_Goal_. Could you quote, exactly as they stand, the lines running from the one with "Please put a point on the placard" to the final line of the material?

· · · · · · ·

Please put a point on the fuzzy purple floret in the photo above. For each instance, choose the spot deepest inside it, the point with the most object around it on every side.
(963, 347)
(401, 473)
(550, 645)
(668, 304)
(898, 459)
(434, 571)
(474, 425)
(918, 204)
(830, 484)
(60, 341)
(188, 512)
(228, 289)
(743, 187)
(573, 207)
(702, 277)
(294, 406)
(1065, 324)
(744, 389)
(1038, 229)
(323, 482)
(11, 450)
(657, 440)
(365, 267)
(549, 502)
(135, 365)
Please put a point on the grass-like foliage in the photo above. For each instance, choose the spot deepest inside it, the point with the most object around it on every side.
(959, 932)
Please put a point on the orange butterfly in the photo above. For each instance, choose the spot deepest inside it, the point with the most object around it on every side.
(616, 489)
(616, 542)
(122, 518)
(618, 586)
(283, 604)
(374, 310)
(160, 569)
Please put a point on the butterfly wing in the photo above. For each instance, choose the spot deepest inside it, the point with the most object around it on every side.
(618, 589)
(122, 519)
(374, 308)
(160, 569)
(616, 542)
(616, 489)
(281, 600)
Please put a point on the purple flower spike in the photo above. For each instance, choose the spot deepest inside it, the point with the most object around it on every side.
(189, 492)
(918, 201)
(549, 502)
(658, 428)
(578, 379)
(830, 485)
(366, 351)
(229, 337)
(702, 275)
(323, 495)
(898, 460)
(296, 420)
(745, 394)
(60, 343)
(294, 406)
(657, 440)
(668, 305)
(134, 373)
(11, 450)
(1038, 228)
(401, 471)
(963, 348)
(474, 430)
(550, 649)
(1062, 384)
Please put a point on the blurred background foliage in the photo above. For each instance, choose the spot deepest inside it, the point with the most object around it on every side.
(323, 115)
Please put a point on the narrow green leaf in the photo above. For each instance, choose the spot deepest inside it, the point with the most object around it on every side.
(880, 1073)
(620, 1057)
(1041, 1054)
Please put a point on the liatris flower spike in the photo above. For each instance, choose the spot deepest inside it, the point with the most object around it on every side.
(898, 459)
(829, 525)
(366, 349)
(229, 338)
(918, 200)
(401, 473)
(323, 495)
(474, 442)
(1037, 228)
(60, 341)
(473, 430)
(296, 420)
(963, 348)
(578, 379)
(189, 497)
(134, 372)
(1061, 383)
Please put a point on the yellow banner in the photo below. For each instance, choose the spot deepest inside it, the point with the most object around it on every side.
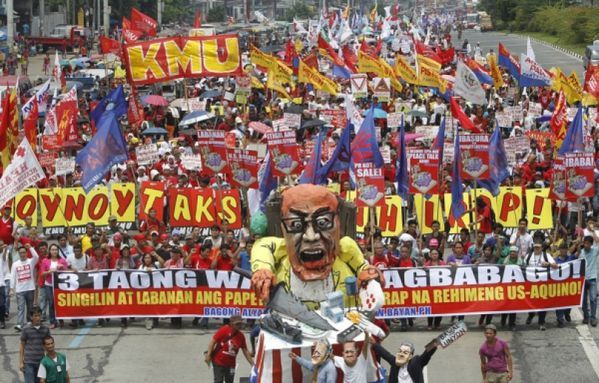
(538, 208)
(320, 82)
(405, 71)
(171, 58)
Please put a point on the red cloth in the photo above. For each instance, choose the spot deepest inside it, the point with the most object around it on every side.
(227, 346)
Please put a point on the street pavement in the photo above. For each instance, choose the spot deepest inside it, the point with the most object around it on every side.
(134, 354)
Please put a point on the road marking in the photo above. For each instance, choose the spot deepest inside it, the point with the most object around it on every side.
(76, 342)
(586, 339)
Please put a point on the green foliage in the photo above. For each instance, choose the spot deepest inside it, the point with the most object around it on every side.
(300, 11)
(216, 14)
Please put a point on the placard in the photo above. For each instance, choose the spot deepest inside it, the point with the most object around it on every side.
(147, 154)
(474, 153)
(64, 166)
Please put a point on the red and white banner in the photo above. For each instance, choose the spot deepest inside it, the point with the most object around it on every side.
(24, 170)
(475, 156)
(284, 153)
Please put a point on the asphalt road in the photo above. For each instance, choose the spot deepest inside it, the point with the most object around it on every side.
(113, 354)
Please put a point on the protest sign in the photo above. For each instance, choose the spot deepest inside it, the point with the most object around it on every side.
(190, 207)
(409, 292)
(191, 161)
(475, 156)
(147, 154)
(166, 59)
(284, 153)
(424, 171)
(293, 120)
(244, 167)
(371, 184)
(359, 85)
(580, 176)
(213, 151)
(64, 166)
(453, 333)
(394, 119)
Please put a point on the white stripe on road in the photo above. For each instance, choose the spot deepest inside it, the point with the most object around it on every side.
(586, 339)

· · · · · · ·

_Final result_.
Please put a point on the placard in the photo above. For each instance, choose the spot deepest inside it, the point with the most object around it on every side.
(147, 154)
(474, 153)
(64, 166)
Please put a point on the red and white banner in the photo above. For each instance, choose the spot deepest inside it, the point with the most object around it on every side.
(24, 170)
(475, 156)
(284, 153)
Please put a point on the asphalt road in the photo above. For each instance, choose the spot deepest inside it, the point with the most object around it on every side.
(113, 354)
Please put a point on the protest sign in the photo above. For each instance, choose the spot deepest inside it, the point with the most object around it on every side.
(190, 207)
(409, 292)
(191, 161)
(475, 156)
(147, 154)
(166, 59)
(284, 153)
(424, 171)
(293, 120)
(244, 167)
(371, 184)
(359, 85)
(580, 176)
(213, 151)
(64, 166)
(453, 333)
(394, 119)
Please put a point on the white stripe on road in the photo above. For each instance, choose the spot deepest inside it, the point with the most object around it on every side.
(586, 339)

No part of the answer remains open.